-- Begin Material provided --

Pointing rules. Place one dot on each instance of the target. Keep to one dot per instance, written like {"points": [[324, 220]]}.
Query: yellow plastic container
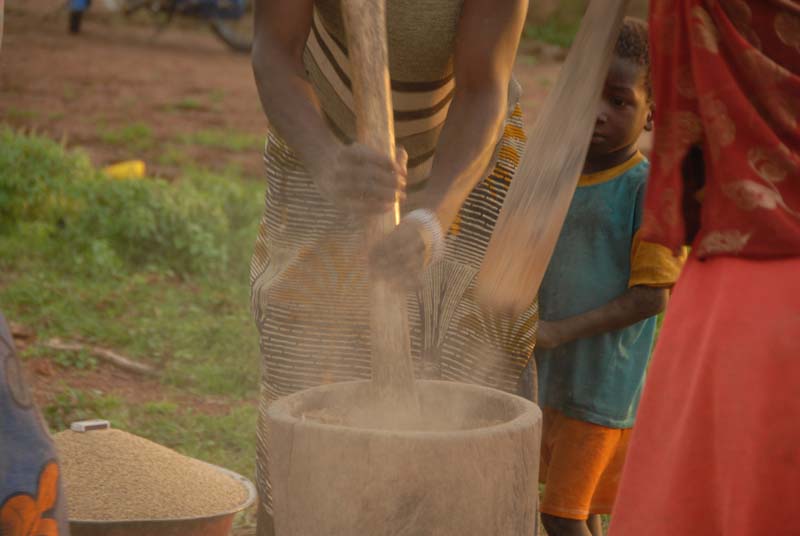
{"points": [[129, 169]]}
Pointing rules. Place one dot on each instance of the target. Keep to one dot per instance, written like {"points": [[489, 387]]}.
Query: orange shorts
{"points": [[581, 464]]}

-- End Material provided --

▶ _Task_: Rewrite every line of the items above as a single numbered list, skipping blank lines and leaving out the pictures.

▶ _Reply_:
1. Pointing rules. Place one dot on each instance of the target. Keep to one dot per instance, written like {"points": [[324, 220]]}.
2. Query: yellow plastic container
3. {"points": [[129, 169]]}
4. Pointing rules. Place one dot on each instance of the target. Keep to one dot per instance, written like {"points": [[489, 387]]}.
5. Query: orange shorts
6. {"points": [[581, 464]]}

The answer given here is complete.